Problem to solve
Reproduce every entry below verbatim, from the first to the last.
— start of Data supplied —
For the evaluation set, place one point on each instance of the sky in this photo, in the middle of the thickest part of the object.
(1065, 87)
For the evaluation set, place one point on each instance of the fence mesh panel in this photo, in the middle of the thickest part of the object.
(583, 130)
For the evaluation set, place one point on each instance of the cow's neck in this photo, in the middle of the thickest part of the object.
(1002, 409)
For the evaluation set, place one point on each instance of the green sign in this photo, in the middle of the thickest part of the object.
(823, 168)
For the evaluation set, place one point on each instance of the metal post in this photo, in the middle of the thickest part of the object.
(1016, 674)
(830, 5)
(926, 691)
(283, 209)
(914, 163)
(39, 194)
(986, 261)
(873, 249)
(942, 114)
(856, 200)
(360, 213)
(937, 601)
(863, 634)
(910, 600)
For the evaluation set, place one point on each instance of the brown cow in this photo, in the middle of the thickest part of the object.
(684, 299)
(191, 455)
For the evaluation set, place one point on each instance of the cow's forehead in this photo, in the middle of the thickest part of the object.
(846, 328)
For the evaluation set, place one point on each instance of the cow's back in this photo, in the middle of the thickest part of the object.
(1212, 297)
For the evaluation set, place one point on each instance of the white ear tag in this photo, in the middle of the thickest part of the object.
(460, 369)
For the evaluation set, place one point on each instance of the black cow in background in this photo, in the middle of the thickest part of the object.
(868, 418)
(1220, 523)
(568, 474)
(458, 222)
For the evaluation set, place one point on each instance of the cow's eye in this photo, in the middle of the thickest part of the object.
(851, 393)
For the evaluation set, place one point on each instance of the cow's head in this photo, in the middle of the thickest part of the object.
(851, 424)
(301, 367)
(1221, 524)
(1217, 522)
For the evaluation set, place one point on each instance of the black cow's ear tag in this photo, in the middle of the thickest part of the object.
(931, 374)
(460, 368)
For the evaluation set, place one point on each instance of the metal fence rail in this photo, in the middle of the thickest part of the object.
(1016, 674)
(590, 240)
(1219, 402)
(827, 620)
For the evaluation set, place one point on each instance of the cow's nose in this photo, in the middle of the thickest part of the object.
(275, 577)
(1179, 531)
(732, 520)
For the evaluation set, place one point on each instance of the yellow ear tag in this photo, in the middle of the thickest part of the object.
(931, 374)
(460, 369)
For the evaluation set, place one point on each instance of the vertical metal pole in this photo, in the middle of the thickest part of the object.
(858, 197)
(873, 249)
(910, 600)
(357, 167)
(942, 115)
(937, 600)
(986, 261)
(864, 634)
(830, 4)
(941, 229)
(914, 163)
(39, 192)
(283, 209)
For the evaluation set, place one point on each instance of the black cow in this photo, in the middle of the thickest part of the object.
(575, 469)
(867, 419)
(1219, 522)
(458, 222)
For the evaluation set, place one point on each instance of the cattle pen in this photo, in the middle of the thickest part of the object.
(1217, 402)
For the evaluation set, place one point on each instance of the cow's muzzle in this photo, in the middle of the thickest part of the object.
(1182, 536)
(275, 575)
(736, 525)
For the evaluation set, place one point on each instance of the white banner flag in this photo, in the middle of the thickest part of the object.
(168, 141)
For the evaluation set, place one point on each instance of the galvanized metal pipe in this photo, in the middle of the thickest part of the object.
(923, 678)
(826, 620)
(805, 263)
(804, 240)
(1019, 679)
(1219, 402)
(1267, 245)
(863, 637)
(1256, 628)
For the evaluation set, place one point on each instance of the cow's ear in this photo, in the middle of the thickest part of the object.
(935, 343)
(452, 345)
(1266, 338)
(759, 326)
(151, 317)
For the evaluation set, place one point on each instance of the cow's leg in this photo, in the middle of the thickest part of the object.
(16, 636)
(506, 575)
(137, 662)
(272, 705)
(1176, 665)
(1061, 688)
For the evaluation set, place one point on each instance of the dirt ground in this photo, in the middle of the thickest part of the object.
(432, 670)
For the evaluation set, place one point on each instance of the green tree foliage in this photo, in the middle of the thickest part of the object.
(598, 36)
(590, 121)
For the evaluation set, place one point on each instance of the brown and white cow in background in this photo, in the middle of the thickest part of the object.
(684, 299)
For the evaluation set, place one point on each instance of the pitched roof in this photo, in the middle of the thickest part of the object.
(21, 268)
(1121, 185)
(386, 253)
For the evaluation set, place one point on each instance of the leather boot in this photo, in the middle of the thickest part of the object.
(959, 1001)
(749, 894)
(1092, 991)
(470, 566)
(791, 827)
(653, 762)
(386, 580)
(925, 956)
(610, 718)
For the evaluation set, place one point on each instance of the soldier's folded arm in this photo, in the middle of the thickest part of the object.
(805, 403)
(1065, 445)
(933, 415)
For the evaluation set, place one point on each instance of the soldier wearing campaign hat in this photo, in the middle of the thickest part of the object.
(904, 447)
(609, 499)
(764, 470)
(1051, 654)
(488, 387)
— end of Data supplied —
Answer to the problem
For the evaluation set, place one point on each instance of the sky in this photo, in the middle of the thickest part of the object.
(1065, 87)
For the evaluation set, place one point on each instance of the fence mesh panel in this photo, in the middle of the thickest part of the object.
(583, 130)
For the evaluation set, place one point on each instance of the cow's neck in this photo, in the middle of the thickest part of the object.
(1002, 409)
For the evaluation set, place one point on each instance of the green sign in this photo, in the middle of the thickest part of the object.
(823, 168)
For the evaluation set, place one point on each instance of the metal post in this photo, in the middle of the thickest part of the object.
(1016, 674)
(830, 5)
(926, 691)
(283, 209)
(914, 163)
(39, 194)
(986, 261)
(873, 249)
(942, 114)
(856, 200)
(360, 213)
(937, 601)
(863, 634)
(910, 600)
For the evaluation set, place one point on each instance of the brown cow in this photo, in the middle of the thickest part of the object.
(684, 299)
(191, 455)
For the evaluation set, place one point on each instance of the cow's forehead in this photo, in the middle of the thickest part of the object.
(846, 328)
For the evaluation set, place one point on each instance of the cow's back in this photo, in the middle of the thickest part of the object.
(1212, 297)
For the evaluation set, place one point on each instance of the white ear tag in this photo, in the middle of the thickest part of the object.
(460, 369)
For the evaluation set, place one point on each instance of the black cow in background in this photo, in the middle of the thickest part of the object.
(868, 418)
(1220, 523)
(568, 474)
(458, 222)
For the evaluation set, place one point on each instance of the cow's eye in this photo, in the middle of the thickest part of the object.
(851, 393)
For the evaluation set, place one point on each instance of the cow's head in this photo, in the middle of the thickest part of the object.
(851, 424)
(301, 367)
(1221, 524)
(1217, 522)
For the evaluation set, place one point on each instance of the black cow's ear tag in this photo, in the middle of the thickest part of the object.
(931, 374)
(460, 368)
For the evaluation set, place one point on each instance of the metal fence rail in this photo, in the middle of the thickest part of the object.
(1016, 674)
(590, 240)
(1219, 402)
(827, 620)
For the evaluation set, place one point on each instance of the cow's nose in this photo, in the middle of the thickest part of the object.
(275, 577)
(1179, 531)
(732, 520)
For the evaluation set, place one point on each instance of the yellow ear tag in this photo, in the middle of the thickest part of the object.
(931, 374)
(460, 369)
For the evaluation set, place one point on each instance of the vertical metal pole in this photo, in the middle of the thickest part of the object.
(858, 197)
(873, 249)
(910, 600)
(357, 167)
(942, 115)
(937, 600)
(986, 261)
(864, 634)
(830, 4)
(941, 229)
(914, 163)
(39, 192)
(283, 209)
For the evaluation set, place one point on each instance of the black cow in this photo, in the middle of the thickest part of the object.
(575, 469)
(867, 419)
(1219, 522)
(458, 222)
For the evaluation set, place one point on each instance of the cattle pen in this photo, in the middle of the thickest part of the object.
(1217, 402)
For the evaluation set, place one point on each instance of the cow's muzzle in this photo, in the middle of the thickest part of the object.
(1182, 536)
(275, 575)
(736, 525)
For the evaluation set, place one point on each instance of the white banner flag in this photo, in the middle of the thickest part of the object.
(168, 141)
For the evaluation set, place one point on each instance of the galvanized metal pipe in this photo, in the middle of the thickest part of the object.
(923, 678)
(826, 620)
(805, 263)
(804, 240)
(1019, 679)
(1219, 402)
(1267, 245)
(863, 637)
(1256, 628)
For the evaluation set, place one point on each instance of the cow's ear in this photo, in the middle of the thickest part of the object.
(935, 343)
(452, 345)
(1266, 338)
(759, 326)
(151, 317)
For the evaluation set, place one point on each instance of the cow's leg in this photo, in the middle of the thickest part of the object.
(16, 636)
(506, 575)
(137, 662)
(272, 705)
(1176, 665)
(1061, 688)
For the evaluation set, place one point on each instance of the dirt ground in this photo, in the middle of the thickest part of the object.
(432, 670)
For the evaluation set, place one point on each instance of the green tree foliage in this photo, in the middle of the thickest part of the object.
(598, 36)
(590, 121)
For the evaluation set, place one point on each instance of the brown and white cow in background in this photo, in the middle of the thickest part of the object.
(684, 299)
For the evaluation set, place one point on each instance of the pitched roof in this photo, in the middle of the thickest part of the object.
(21, 268)
(1121, 185)
(386, 253)
For the evaluation set, place one point on each instance of the leather boot in this photo, in the middle of the thickest part of the object.
(959, 1001)
(749, 894)
(1092, 991)
(470, 566)
(791, 827)
(653, 762)
(386, 580)
(925, 956)
(610, 718)
For the evaluation set, place one point on each instance of the soldier's folded arm in this photo, in the middle of the thickest part of the object.
(805, 403)
(1065, 445)
(933, 415)
For the evaluation set, place one point on each instance of the soldier wearing campaign hat in this photo, in the middle of the thickest part of the object.
(904, 447)
(609, 499)
(764, 470)
(1051, 654)
(488, 387)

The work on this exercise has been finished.